Render the data as a numbered list, omitting any blank lines. Include only the span that starts at the line containing "terrain in the photo above." and ends at the final line of the data.

## START RAW RECORDS

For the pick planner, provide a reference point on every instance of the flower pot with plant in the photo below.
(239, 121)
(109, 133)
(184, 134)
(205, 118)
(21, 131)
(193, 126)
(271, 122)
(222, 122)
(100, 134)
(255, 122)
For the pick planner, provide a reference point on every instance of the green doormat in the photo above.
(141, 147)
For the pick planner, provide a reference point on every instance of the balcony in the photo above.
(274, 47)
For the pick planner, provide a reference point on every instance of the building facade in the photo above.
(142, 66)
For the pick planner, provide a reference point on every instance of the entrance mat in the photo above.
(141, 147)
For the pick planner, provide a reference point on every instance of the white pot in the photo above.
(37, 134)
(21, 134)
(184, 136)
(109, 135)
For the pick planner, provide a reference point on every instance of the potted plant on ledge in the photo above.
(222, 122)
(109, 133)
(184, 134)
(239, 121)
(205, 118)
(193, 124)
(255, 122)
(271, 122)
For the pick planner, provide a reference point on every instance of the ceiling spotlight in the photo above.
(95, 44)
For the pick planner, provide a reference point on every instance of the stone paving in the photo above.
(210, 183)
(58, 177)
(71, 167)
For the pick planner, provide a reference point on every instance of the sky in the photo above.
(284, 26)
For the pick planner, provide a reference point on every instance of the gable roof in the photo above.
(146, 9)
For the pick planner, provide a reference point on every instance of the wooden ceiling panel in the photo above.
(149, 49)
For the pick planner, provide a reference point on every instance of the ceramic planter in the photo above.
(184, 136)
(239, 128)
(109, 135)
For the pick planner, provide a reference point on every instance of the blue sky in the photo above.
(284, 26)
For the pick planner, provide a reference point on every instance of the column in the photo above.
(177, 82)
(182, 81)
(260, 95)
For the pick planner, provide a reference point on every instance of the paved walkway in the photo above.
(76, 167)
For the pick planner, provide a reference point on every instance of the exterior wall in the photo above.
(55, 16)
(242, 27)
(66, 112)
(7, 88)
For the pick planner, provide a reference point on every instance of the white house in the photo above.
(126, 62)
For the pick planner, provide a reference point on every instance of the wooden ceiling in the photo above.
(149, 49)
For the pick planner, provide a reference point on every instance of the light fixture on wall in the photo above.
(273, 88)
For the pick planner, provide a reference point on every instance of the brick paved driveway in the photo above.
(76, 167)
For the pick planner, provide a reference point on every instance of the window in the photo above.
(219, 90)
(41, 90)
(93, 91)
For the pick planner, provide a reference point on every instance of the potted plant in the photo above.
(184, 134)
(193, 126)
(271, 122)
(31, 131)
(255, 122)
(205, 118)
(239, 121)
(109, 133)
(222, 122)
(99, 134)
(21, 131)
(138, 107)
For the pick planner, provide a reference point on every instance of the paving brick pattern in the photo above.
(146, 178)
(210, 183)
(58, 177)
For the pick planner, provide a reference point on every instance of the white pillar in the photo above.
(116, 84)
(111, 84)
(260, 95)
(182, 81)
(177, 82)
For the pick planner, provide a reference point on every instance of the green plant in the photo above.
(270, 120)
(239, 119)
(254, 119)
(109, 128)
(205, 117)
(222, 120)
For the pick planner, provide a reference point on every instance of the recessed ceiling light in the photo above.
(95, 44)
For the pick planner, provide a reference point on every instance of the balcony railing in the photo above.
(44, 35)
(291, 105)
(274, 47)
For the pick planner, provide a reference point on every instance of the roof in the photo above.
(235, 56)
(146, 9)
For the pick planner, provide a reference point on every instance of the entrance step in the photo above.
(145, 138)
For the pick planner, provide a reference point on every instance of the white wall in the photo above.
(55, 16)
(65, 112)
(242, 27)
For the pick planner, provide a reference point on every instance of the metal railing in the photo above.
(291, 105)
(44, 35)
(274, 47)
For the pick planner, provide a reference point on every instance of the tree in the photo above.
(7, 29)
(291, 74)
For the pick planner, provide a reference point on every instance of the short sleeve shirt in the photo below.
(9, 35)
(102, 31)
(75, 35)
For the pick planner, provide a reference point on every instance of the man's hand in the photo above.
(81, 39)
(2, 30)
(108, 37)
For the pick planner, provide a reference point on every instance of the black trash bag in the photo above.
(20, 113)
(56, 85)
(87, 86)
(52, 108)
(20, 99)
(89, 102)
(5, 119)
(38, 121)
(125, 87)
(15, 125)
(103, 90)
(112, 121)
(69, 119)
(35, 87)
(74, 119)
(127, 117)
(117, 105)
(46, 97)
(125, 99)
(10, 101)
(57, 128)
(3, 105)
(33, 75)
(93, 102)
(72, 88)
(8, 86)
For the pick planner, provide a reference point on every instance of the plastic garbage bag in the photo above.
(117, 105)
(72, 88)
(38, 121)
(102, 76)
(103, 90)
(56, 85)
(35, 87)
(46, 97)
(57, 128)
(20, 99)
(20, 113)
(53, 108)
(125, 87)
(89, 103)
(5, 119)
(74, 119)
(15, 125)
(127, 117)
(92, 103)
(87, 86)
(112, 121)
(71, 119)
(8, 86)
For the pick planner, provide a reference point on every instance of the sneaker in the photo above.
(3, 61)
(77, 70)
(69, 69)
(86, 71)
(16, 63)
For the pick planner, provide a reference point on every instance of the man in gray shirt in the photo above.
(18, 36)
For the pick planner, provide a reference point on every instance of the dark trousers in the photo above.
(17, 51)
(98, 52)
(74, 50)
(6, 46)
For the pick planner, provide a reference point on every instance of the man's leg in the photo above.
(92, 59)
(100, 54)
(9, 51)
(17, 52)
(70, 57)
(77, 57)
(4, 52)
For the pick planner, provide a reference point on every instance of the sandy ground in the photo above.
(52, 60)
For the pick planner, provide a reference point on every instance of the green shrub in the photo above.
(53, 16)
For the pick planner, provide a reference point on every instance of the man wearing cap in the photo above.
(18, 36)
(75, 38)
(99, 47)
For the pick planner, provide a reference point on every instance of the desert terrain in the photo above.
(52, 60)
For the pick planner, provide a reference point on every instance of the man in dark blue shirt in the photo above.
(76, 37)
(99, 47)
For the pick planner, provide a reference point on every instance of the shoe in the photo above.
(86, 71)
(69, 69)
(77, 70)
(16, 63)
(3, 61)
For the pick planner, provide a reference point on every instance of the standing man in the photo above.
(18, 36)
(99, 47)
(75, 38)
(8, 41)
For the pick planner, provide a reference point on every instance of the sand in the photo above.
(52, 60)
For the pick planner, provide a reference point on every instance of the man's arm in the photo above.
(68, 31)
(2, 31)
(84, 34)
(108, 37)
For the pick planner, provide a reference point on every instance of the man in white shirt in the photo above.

## END RAW RECORDS

▶ WORKED SOLUTION
1. For the pick planner, provide a reference point on every instance of the desert terrain in the photo above.
2. (52, 60)
3. For the pick planner, provide a reference point on every instance of the man in dark blue shirt in the photo above.
4. (76, 37)
5. (99, 47)
6. For the pick planner, provide a reference point on every instance of the shoe in the photo above.
7. (86, 71)
8. (69, 69)
9. (77, 70)
10. (16, 63)
11. (3, 61)
12. For the pick planner, provide a reference point on every instance of the standing man in the photo above.
13. (18, 36)
14. (99, 47)
15. (75, 38)
16. (8, 41)
17. For the pick planner, provide a reference point on every instance of the sand in the photo above.
18. (52, 60)
19. For the pick planner, provide a reference point on every instance of the man's arm in the photo above.
20. (68, 31)
21. (2, 31)
22. (84, 34)
23. (108, 37)
24. For the pick planner, provide a reference point on every instance of the man in white shirt in the photo above.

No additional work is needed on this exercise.